▶ [Short task]
Copy out every line of the items between the lines holding "Presence check: is the clock" and "[585,33,618,75]", inclusive, with the requests left as they are. Offset each bounding-box coordinate in the answers by adding 53 to it.
:: Material supplied
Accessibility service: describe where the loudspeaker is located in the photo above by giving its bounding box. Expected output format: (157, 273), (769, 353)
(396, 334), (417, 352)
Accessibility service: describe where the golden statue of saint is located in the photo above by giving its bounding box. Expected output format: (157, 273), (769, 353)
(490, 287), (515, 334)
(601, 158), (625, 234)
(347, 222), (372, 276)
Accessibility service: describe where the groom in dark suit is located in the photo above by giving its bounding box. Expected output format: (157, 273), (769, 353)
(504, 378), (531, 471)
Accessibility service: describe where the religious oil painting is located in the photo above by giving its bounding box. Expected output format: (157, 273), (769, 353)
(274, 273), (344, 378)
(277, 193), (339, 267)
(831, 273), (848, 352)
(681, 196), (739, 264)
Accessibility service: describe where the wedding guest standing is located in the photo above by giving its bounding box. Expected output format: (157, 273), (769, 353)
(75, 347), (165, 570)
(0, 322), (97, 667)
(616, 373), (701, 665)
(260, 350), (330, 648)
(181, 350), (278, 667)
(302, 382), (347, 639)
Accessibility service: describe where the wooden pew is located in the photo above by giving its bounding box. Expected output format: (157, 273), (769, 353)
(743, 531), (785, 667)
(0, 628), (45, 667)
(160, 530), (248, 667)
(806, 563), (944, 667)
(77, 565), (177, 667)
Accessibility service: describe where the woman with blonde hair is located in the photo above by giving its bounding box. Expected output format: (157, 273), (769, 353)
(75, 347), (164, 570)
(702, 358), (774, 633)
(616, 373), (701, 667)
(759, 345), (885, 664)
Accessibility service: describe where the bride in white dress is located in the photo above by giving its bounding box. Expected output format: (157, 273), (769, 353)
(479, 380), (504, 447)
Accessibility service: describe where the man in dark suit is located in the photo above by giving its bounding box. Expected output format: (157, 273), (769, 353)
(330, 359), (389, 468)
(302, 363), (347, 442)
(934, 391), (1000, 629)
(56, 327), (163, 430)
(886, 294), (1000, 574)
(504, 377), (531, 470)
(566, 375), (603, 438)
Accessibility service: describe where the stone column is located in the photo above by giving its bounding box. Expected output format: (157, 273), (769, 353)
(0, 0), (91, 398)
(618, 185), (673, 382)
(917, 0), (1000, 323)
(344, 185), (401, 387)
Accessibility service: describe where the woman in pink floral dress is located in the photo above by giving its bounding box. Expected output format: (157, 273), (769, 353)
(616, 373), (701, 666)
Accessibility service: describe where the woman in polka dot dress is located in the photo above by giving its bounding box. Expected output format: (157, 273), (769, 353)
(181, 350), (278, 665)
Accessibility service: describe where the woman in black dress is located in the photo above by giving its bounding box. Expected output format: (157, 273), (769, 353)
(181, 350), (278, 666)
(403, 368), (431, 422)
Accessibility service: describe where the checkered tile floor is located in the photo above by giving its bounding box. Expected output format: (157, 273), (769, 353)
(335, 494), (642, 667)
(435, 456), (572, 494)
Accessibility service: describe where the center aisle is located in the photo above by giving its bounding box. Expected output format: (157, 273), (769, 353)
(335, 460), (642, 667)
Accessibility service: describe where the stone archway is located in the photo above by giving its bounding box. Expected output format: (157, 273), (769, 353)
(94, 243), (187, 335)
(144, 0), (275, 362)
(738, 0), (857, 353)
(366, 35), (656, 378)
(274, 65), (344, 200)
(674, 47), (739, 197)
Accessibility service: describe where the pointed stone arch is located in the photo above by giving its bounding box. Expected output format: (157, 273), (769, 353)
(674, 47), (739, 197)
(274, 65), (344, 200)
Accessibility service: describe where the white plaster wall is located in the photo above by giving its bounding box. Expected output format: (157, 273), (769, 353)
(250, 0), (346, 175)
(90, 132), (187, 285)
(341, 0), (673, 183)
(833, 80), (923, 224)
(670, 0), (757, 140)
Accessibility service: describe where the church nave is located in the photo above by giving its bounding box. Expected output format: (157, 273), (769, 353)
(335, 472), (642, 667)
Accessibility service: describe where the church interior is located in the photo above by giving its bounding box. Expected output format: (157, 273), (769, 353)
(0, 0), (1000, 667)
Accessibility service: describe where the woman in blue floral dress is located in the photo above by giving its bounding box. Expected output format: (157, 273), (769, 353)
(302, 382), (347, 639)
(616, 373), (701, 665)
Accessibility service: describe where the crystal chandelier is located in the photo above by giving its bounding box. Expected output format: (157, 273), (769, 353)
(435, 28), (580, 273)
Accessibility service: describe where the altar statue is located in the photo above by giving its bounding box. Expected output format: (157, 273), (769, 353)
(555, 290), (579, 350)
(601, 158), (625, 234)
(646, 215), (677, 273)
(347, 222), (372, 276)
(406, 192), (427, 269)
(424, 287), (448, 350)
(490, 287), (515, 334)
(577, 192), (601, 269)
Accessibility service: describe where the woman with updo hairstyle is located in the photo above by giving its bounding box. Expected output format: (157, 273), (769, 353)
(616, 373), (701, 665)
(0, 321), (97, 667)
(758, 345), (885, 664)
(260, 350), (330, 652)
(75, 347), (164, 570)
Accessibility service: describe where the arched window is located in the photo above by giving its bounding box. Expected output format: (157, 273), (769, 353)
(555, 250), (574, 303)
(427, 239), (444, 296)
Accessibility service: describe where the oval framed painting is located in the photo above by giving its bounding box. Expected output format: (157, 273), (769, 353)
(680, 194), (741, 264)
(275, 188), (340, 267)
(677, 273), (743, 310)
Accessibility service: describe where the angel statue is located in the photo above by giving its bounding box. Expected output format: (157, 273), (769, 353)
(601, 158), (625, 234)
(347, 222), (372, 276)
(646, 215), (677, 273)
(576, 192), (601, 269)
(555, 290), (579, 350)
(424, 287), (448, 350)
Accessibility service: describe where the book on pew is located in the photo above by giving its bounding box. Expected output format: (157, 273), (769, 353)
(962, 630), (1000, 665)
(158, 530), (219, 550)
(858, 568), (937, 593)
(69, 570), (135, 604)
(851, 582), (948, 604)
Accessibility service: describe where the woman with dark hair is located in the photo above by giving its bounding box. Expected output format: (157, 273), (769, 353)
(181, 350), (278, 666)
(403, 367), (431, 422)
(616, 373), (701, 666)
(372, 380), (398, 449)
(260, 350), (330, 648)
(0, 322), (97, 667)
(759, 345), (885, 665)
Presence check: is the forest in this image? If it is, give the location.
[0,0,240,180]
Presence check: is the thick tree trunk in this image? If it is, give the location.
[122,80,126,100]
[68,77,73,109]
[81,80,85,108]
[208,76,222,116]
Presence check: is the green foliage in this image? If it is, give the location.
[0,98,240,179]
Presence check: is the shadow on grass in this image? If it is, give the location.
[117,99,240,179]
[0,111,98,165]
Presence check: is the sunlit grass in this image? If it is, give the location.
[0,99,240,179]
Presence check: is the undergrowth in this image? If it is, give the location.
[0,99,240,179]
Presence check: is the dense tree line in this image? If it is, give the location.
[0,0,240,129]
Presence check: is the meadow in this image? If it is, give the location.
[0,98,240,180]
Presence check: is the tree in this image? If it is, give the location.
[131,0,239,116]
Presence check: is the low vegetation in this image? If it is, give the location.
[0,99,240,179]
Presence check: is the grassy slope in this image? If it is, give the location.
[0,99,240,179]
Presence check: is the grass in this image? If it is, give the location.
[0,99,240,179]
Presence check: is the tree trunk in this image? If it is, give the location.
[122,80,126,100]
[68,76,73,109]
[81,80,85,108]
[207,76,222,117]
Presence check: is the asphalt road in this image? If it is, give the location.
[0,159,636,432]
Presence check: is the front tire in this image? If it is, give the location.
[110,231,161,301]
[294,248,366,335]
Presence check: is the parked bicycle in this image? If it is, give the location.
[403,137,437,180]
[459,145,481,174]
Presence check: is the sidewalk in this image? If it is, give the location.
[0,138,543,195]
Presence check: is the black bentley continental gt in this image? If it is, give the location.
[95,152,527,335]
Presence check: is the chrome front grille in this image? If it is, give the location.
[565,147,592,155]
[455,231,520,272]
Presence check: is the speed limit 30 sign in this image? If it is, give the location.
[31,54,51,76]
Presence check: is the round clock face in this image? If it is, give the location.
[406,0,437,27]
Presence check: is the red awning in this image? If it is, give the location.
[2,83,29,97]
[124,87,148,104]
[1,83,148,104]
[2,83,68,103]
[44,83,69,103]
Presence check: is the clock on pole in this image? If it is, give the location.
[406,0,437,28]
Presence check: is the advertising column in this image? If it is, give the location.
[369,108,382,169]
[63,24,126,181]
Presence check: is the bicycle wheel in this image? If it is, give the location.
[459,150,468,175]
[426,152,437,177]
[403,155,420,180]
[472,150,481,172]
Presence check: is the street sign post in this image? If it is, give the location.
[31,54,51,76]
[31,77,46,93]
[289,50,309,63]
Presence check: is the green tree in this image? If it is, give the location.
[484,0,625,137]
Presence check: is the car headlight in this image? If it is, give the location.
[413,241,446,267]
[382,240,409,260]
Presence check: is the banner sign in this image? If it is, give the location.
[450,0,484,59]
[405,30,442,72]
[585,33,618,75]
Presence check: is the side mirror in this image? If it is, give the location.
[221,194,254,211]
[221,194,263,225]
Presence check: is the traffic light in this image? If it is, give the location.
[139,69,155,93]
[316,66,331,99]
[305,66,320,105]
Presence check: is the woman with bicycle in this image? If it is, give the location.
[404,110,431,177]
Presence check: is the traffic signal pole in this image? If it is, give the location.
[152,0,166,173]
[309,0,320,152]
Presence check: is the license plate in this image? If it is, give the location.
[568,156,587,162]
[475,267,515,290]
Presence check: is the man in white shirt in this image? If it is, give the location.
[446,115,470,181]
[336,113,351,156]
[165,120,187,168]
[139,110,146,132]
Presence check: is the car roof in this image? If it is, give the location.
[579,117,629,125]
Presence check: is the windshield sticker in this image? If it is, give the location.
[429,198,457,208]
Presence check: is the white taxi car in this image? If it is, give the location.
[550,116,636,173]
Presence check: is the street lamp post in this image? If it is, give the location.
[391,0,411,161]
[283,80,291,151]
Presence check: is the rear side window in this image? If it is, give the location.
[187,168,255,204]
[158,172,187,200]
::::
▶ [Task response]
Presence check: is the clock on pole in this image? If it is, give the location.
[459,53,490,81]
Presence check: is the advertising column in this image? If it is, give the location.
[422,161,435,222]
[116,77,179,234]
Presence check: is the bicycle wheel in this image? If it is, give the location.
[512,203,521,228]
[479,205,490,230]
[456,208,473,233]
[525,203,534,225]
Presence check: is the street sign post in this image? If it is, give the location.
[84,107,104,129]
[84,130,99,146]
[342,103,362,116]
Presence check: is the green tree in this image? If it is, give the location.
[537,53,678,190]
Presence check: is the car headlight in this image? If it is, give the location.
[466,294,499,320]
[435,293,462,313]
Presence check: is the banner sign in this image? If it is, give the location.
[503,53,537,112]
[458,83,495,125]
[638,86,671,128]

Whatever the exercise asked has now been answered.